▶ _Stored items from a collection_:
☆ ☆ ☆

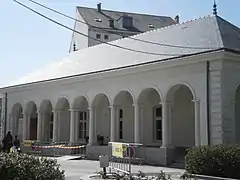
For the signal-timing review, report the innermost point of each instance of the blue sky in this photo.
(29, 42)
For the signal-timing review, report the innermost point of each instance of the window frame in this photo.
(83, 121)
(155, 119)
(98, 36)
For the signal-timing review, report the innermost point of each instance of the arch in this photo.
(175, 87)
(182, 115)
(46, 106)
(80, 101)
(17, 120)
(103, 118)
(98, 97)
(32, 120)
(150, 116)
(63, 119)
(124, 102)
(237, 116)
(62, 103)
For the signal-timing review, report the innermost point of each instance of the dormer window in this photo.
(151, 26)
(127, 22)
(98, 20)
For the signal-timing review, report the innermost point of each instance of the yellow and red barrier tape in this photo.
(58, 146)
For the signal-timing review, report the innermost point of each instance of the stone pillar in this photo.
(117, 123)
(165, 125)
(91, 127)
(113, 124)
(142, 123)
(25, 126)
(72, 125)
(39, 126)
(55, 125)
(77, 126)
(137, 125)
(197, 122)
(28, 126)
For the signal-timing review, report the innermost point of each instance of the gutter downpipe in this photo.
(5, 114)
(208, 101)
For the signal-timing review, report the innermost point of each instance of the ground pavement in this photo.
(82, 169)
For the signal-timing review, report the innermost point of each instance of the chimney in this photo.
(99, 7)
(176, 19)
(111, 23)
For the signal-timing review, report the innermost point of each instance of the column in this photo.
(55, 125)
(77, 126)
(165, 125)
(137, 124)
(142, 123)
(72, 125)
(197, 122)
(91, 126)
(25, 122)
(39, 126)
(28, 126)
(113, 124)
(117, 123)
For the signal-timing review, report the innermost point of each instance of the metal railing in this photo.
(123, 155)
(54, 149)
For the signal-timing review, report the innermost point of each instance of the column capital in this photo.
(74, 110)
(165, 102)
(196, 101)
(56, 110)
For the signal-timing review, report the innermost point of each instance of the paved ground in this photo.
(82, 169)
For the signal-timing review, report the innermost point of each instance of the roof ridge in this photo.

☆ ☆ ☆

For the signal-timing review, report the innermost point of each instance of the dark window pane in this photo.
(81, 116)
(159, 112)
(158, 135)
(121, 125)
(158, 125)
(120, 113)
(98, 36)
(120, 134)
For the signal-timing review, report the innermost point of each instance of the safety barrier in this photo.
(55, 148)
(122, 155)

☆ ☆ ☆

▶ _GIVEN EXERCISE_:
Locate every line in the rows above that contains the string "window", treating uppercase and lowercase as distinct, and copy each such line.

▶ _WORKED ANSWER_:
For the signal-timing review, report the innermost point of each instance of the window frame in this photo.
For the signal-timing review, report the innermost point of each instance of the dormer window in this photo.
For the signal-timing review, report the innermost point of each instance of the dark window pane in this photo.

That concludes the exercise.